Document passage:
+ + + +
Set of veins which drain blood from the myocardium (heart muscle)

The coronary sinus (from Latin corona 'crown') is the largest vein of the heart. It drains over half of the deoxygenated blood from the heart muscle into the right atrium. It begins on the backside of the heart, in between the left atrium, and left ventricle; it begins at the junction of the great cardiac vein, and oblique vein of the left atrium. It receives multiple tributaries. It passes across the backside of the heart along a groove between left atrium and left ventricle, then drains into the right atrium at the orifice of the coronary sinus (which is usually guarded by the valve of coronary sinus).

==Structure==

=== Origin ===
The coronary sinus arises upon the posterior aspect of the heart between the left atrium, and left ventricle. The coronary sinus commences at the union of the great cardiac vein, and the oblique vein of the left atrium. The origin of the coronary sinus is marked by the Vieussens valve of the coronary sinus which is situated at the endpoint of the great cardiac vein.
+ + + +
Data under study:

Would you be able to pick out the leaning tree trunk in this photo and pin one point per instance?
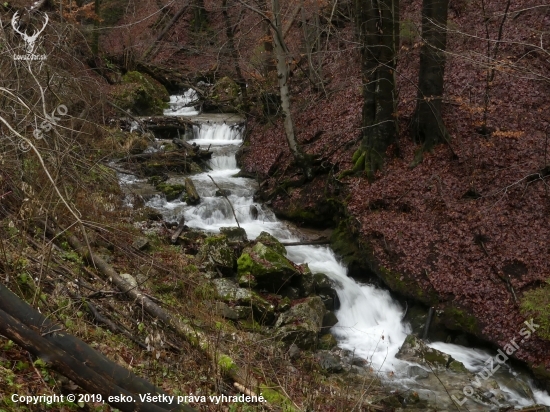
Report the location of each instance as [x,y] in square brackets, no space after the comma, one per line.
[283,73]
[378,27]
[428,126]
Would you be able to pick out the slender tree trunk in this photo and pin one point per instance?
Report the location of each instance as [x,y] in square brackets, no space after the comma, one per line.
[97,24]
[200,18]
[268,48]
[428,127]
[230,31]
[283,76]
[378,28]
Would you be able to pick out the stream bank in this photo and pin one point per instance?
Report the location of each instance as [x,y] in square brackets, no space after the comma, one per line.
[217,212]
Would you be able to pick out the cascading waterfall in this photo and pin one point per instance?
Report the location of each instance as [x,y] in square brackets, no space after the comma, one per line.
[369,319]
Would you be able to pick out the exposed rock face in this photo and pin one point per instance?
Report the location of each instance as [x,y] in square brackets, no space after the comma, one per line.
[230,292]
[438,368]
[263,267]
[415,350]
[269,240]
[302,323]
[216,254]
[234,234]
[329,361]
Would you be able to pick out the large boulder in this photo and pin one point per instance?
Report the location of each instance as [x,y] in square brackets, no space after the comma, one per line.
[217,255]
[230,292]
[302,323]
[439,369]
[263,267]
[416,351]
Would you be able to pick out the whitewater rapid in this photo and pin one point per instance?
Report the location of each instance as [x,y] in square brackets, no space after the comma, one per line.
[369,320]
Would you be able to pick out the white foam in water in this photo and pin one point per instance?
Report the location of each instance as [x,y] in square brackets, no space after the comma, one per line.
[369,320]
[217,134]
[182,105]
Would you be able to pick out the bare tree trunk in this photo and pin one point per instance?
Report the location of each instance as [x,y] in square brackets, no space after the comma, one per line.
[200,18]
[378,27]
[283,76]
[230,33]
[163,32]
[428,127]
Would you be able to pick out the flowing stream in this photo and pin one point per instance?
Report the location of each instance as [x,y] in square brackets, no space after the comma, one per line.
[369,320]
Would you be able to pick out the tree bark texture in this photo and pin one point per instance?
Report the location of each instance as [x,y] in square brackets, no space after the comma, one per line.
[72,357]
[428,126]
[378,30]
[283,73]
[230,33]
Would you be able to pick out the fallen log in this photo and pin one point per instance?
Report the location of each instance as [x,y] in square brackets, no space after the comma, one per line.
[101,369]
[197,338]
+ + + +
Work instruction A: In the coronary sinus passage, rewrite the paragraph that begins "The coronary sinus (from Latin corona 'crown')" as a short bulleted list that keeps its main facts.
Work instruction B: Write the next part of the coronary sinus passage, picking up after its final sentence.

Reply A:
- The coronary sinus (Latin corona, "crown") is the largest vein of the heart.
- It drains over half of the deoxygenated blood from the heart muscle into the right atrium.
- It begins on the back of the heart, between the left atrium and left ventricle, where the great cardiac vein and the oblique vein of the left atrium join.
- It receives multiple tributaries.
- It runs across the back of the heart in the groove between the left atrium and left ventricle.
- It empties into the right atrium at the orifice of the coronary sinus, usually guarded by the valve of the coronary sinus.

Reply B:
=== Course ===
The coronary sinus runs transversely in the left atrioventricular groove (coronary sulcus) on the posterior aspect of the heart. The sinus, before entering the right atrium, is considerably dilated - nearly to the size of the end of the little finger.

=== Fate ===
The coronary sinus drains through the posterior wall of right atrium at the orifice of the coronary sinus. This orifice is located at the posteroinferior aspect of the right atrium, just medial and to the left of the orifice of inferior vena cava, and between the inferior vena cava and the right atrioventricular orifice/tricuspid valve. The orifice is usually guarded by the valve of coronary sinus (a thin, crescent-shaped valve located on the anteroinferior part of the opening into the right atrium).

=== Tributaries ===
The coronary sinus receives blood mainly from the small, middle, great, and oblique cardiac veins. It also receives blood from the left marginal vein and the left posterior ventricular vein.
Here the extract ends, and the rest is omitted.